= PROVIDED DATA =
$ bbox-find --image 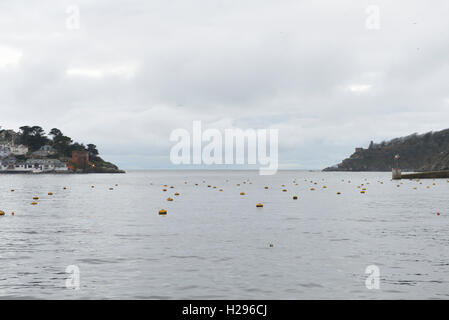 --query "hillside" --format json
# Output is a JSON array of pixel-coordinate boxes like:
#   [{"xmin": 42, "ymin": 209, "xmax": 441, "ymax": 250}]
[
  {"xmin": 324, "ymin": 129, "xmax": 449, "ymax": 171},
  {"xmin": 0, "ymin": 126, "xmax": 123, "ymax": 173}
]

--

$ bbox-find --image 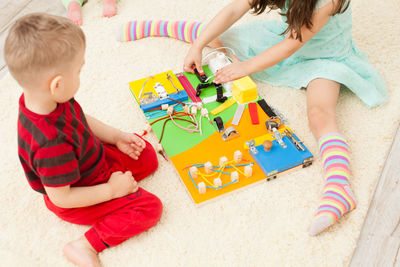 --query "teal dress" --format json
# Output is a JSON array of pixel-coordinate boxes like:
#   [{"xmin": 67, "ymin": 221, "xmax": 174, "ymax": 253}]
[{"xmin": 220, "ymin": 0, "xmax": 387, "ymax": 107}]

= EXERCISE =
Pull out every line of the data above that contains the string "xmin", matching case exactly.

= EXERCISE SOLUTION =
#   [{"xmin": 42, "ymin": 209, "xmax": 441, "ymax": 250}]
  {"xmin": 324, "ymin": 129, "xmax": 449, "ymax": 171},
  {"xmin": 0, "ymin": 126, "xmax": 123, "ymax": 173}
#   [{"xmin": 67, "ymin": 221, "xmax": 174, "ymax": 253}]
[{"xmin": 220, "ymin": 0, "xmax": 387, "ymax": 107}]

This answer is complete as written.